Document passage ->
SageMaker Execution Role:arn:aws:iam::774070234146:role/tf2-sm-ddp
AWS account:774070234146
AWS region:us-east-1


To verify that the role above has required permissions:

1. Go to the IAM console: https://console.aws.amazon.com/iam/home.
2. Select **Roles**.
3. Enter the role name in the search box to search for that role. 
4. Select the role.
5. Use the **Permissions** tab to verify this role has required permissions attached.

### Defining SageMaker TensorFlow Estimator 



In the following code block, you can update the estimator function to use a different instance type, instance count, and distrubtion strategy. You're also passing in the training script you reviewed in the previous cell.

**Instance types**

`smdistributed.dataparallel` supports model training on SageMaker with the following instance types only. For best performance, it is recommended you use an instance type that supports Amazon Elastic Fabric Adapter (ml.p3dn.24xlarge and ml.p4d.24xlarge).

1. ml.p3.16xlarge
1. ml.p3dn.24xlarge [Recommended]
1. ml.p4d.24xlarge [Recommended]

**Instance count**

To get the best performance and the most out of `smdistributed.dataparallel`, you should use at least 2 instances, but you can also use 1 for testing this example.


In [60]:
image = "tf2-mask-rcnn-ddp2"  
tag = "latest"
instance_type = "ml.p3.16xlarge"   # Other supported instance type: ml.p3.16xlarge, ml.p4d.24xlarge ml.p3dn.24xlarge
instance_count = 2                 # You can use 2, 4, 8 etc.
docker_image = f"{account}.dkr.ecr.{region}.amazonaws.com/{image}:{tag}"  # YOUR_ECR_IMAGE_BUILT_WITH_ABOVE_DOCKER_FILE

subnets = [subnet_id]                      # Should be same as Subnet used for FSx. Example: subnet-0f9XXXX
security_group_ids = [security_group_id]   # Should be same as Security group used for FSx. sg-03ZZZZZZ

SM_DATA_ROOT = "/opt/ml/input/data/train"

hyperparameters = {
    "mode": "train",
    "checkpoint": "/".join([SM_DATA_ROOT, "model/resnet/resnet-nhwc-2018-02-07/model.ckpt-112603"]),
    "eval_samples": 5000,
    "init_learning_rate": 0.04,
    "learning_rate_steps": "3750,5000",
    "model_dir": "/opt/ml/code/checkpoints/tensorflow_mask_rcnn",
    "num_steps_per_eval": 462,
    "total_steps": 500,
    "train_batch_size": 4,
    "eval_batch_size": 8,
    "training_file_pattern": "/".join([SM_DATA_ROOT, "train"]),
    "validation_file_pattern": "/".join([SM_DATA_ROOT, "val"]),
    "val_json_file": "/".join([SM_DATA_ROOT, "annotations/instances_val2017.json"]),
    "amp": "",
    "use_batched_nms": "",
    "xla": "",
    "nouse_custom_box_proposals_op": "",
    "seed": 987,
}

**Set SageMaker Debugger Profiler**

You can monitor GPU resource consumption with SageMaker Debugger. Set a SageMaker ProfilerConfig to monitor training instace every 500 miliseconds with default configuration.

Extracted data ->

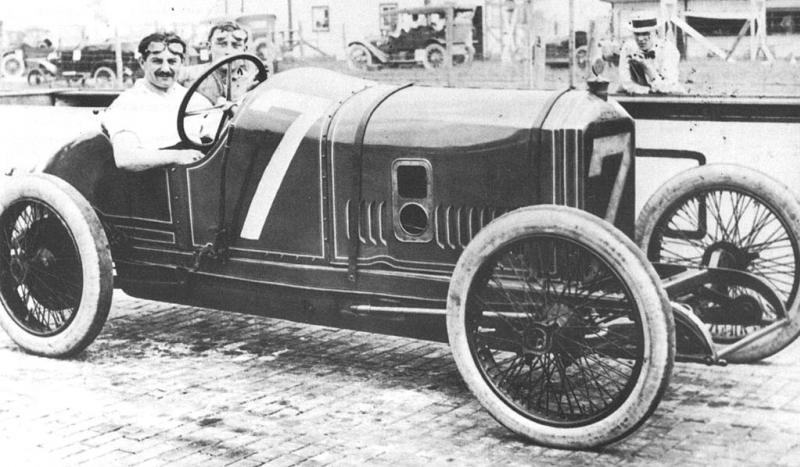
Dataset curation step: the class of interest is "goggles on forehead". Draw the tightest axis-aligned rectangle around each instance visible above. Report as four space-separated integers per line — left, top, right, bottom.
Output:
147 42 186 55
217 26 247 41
...
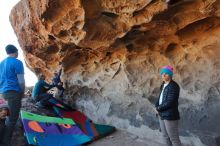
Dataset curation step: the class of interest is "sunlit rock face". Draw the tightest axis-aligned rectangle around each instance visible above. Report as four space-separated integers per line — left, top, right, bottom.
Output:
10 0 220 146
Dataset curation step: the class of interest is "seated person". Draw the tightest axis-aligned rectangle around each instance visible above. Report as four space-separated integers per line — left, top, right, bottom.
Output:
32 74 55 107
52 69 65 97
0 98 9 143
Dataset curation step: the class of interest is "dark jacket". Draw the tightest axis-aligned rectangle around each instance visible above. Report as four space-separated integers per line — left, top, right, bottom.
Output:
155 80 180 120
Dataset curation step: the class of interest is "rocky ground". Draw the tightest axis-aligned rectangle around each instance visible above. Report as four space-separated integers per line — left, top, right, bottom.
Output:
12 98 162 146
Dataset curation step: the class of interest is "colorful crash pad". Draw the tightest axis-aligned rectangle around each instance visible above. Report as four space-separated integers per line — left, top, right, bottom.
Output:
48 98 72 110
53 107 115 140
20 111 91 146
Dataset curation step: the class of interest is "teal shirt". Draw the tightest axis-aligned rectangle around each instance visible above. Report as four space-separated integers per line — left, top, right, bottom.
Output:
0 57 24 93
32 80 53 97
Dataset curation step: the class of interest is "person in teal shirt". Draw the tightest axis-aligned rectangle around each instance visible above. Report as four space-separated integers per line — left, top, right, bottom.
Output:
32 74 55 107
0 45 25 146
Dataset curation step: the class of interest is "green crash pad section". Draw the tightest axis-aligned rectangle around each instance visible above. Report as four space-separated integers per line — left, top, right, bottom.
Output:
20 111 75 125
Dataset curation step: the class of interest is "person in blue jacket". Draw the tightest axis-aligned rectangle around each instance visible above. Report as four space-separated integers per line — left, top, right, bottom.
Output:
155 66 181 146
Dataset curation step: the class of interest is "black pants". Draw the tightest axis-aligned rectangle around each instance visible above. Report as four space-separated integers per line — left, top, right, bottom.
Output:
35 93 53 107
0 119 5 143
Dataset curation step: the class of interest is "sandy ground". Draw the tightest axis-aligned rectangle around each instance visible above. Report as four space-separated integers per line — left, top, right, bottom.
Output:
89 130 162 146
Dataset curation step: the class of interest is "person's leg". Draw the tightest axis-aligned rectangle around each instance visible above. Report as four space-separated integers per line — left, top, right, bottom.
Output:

Actions to take ->
• A. According to the SageMaker notebook excerpt, which instance types are recommended for best performance with `smdistributed.dataparallel`?
• B. Summarize the SageMaker notebook excerpt in two sentences.

Solutions to the problems ->
• A. The excerpt recommends ml.p3dn.24xlarge and ml.p4d.24xlarge because they support Amazon Elastic Fabric Adapter.

• B. The excerpt explains how to confirm in the IAM console that the SageMaker execution role has the required permissions, and then it sets up a SageMaker TensorFlow estimator whose instance type, instance count and distribution strategy can be changed. It states that `smdistributed.dataparallel` supports only ml.p3.16xlarge, ml.p3dn.24xlarge and ml.p4d.24xlarge, advises using at least two instances for best performance, and proposes SageMaker Debugger for monitoring GPU resource consumption.